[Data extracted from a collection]
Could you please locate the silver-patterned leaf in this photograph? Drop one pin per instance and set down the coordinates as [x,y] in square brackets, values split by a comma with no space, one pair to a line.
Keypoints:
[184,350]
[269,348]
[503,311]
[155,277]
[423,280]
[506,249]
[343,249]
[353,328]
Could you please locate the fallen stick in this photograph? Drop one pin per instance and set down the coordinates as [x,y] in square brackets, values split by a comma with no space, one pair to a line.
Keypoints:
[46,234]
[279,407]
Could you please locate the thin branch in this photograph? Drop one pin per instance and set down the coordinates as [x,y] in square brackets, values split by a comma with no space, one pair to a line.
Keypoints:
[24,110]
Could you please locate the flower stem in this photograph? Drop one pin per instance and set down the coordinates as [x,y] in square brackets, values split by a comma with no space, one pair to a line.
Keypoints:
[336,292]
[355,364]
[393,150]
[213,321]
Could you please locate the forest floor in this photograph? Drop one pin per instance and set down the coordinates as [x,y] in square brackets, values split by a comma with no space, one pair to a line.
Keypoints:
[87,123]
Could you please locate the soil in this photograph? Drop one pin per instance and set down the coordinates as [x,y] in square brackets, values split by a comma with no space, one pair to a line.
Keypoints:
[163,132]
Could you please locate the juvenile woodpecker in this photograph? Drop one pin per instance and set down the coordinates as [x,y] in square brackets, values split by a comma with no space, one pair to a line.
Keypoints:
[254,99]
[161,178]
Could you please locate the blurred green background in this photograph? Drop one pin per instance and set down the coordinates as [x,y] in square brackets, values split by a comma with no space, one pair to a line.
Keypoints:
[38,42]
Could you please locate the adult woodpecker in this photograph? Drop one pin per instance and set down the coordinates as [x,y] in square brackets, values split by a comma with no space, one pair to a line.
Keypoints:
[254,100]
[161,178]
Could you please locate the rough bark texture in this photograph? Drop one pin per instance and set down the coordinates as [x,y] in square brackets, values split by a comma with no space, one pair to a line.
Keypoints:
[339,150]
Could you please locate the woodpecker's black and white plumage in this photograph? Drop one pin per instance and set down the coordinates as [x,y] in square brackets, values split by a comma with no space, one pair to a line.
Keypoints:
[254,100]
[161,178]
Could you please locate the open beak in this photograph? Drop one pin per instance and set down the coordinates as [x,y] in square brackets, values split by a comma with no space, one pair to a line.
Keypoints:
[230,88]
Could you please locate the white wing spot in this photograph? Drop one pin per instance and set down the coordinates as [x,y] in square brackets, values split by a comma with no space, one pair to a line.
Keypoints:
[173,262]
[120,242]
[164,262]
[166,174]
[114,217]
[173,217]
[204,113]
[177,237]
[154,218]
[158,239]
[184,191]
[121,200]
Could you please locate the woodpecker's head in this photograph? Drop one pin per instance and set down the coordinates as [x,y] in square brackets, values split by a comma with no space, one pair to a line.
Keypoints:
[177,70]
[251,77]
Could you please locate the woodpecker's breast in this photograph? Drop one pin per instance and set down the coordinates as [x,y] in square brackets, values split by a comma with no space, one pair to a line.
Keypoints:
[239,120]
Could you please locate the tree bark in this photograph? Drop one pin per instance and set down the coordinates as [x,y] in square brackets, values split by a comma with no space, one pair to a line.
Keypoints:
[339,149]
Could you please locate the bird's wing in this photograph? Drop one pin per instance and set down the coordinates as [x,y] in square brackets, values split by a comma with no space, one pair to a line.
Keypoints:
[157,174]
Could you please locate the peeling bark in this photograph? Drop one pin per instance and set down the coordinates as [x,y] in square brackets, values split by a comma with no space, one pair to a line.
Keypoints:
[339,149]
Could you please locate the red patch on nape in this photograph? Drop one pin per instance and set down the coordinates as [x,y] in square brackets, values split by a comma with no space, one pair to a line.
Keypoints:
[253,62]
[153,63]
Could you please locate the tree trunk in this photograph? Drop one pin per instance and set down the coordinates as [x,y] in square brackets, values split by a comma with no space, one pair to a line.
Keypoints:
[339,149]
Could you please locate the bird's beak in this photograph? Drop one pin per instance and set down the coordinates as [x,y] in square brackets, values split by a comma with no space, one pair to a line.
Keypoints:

* **WHAT THE TASK ASKS**:
Could you reproduce all of the entries exactly as they appear?

* **EXERCISE RESPONSE**:
Could you please locate the silver-patterned leaf in this photograph? Drop one pin per instance and set down the coordinates as [x,y] in square brackets, values split by a comma with no space, one pair to a line.
Keypoints:
[184,350]
[269,348]
[503,311]
[155,277]
[423,280]
[506,249]
[343,249]
[353,328]
Could you please locate the fallen stick in this photograph? Drop one pin per instance and set down the coordinates as [x,y] in square brackets, values split by a comma with no space, one pair to a line.
Keypoints:
[46,234]
[279,407]
Could you please locate the thin branch in this photograph? Drop one pin per instance and set down the coordinates as [x,y] in square brackets, values split by a comma with no space, one pair to a line.
Keypoints:
[24,110]
Could you please locate the flower stem in this photograph? Drop one pin per instance and set down the coordinates as [x,y] in square brackets, values split by a comma with no space, one pair to a line.
Keypoints:
[336,292]
[355,364]
[393,150]
[213,321]
Could you please locate the forest floor in this photograph? Drop one pin per instance and set down the coordinates as [x,y] in square brackets, values split by a comma with no space, one pair to a line.
Keypoints:
[87,123]
Could you please locate the soil in this photograph? Drop one pin per instance and set down the coordinates as [x,y] in square brackets, values split by a comma with no space, one pair to a line.
Keypoints:
[163,132]
Could you please locate the juvenile woodpecker in this photograph? Drop one pin per instance and set down the coordinates as [x,y] in square brackets, values split by a comma with no space, one pair to a line.
Keypoints:
[254,99]
[161,178]
Could you please locate the blurred green background in this photograph? Drop one pin per instance and set down the coordinates as [x,y] in square brackets, values split by a comma with no space, one pair to a line.
Keypoints:
[38,42]
Could you please locate the adult woodpecker in this photograph? Drop one pin per instance and set down the coordinates as [x,y] in square brackets, values split by a comma with no space, one pair to a line.
Keypoints:
[254,100]
[161,178]
Could you please locate the rough bark texture in this photograph? Drop one pin per instance and set down the coordinates as [x,y] in square brackets, values split by a comma with no space, one pair to a line.
Keypoints:
[339,150]
Could you please locate the woodpecker's black and white plumage in this photograph? Drop one pin per instance and set down the coordinates as [x,y] in square brackets, values split by a comma with no space, one pair to a line.
Keypoints:
[254,100]
[161,178]
Could you please locate the open beak in this photograph? Drop one pin per instance and set down the coordinates as [x,y] in square brackets, values split by a comma with no space, one pair to a line.
Keypoints:
[230,88]
Could you please locate the white wing spot in this photograph? Drop one pin per instance and set down the coordinates as [x,y] in square brackets, values split by a comma with no space, one pair to a line.
Keypoints:
[173,262]
[120,242]
[164,262]
[166,174]
[114,217]
[173,217]
[204,113]
[177,237]
[154,218]
[158,239]
[184,191]
[121,200]
Could you please locate the woodpecker's head in this photograph? Drop one pin per instance and set down the coordinates as [x,y] in square brackets, values split by a comma with no space, one pair to a line.
Keypoints:
[177,70]
[251,77]
Could you please locate the woodpecker's breast in this photograph? Drop one pin per instance and set down the coordinates as [x,y] in square brackets, values split by a comma with no space, one pair to a line.
Keypoints:
[239,120]
Could you please locate the tree bark in this photograph? Drop one pin per instance and set down the coordinates as [x,y] in square brackets, values split by a comma with no space, one pair to a line.
Keypoints:
[339,149]
Could you please locate the bird's wing in this photograph? Drop one pin per instance and set down the coordinates as [x,y] in square brackets, values split by a comma with no space, one pair to a line.
Keypoints:
[157,174]
Could you please locate the peeling bark in this photograph? Drop one pin per instance and set down the coordinates as [x,y] in square brackets, values split by a comma with no space, one pair to a line.
Keypoints:
[339,149]
Could you please locate the red patch on nape in this photograph? Drop one pin per instance and set down the coordinates as [x,y] in square brackets, values split by a comma with no space, one pair to a line.
Keypoints:
[253,62]
[153,63]
Could you please locate the tree trunk in this photograph? Drop one pin per instance and set down the coordinates as [x,y] in square brackets, values split by a comma with no space, one pair to a line.
Keypoints:
[339,149]
Could you please locate the bird's beak in this photograph? Drop one pin per instance and set down the coordinates as [x,y] in square brackets, values split by a comma with no space, one pair to a line.
Keypoints:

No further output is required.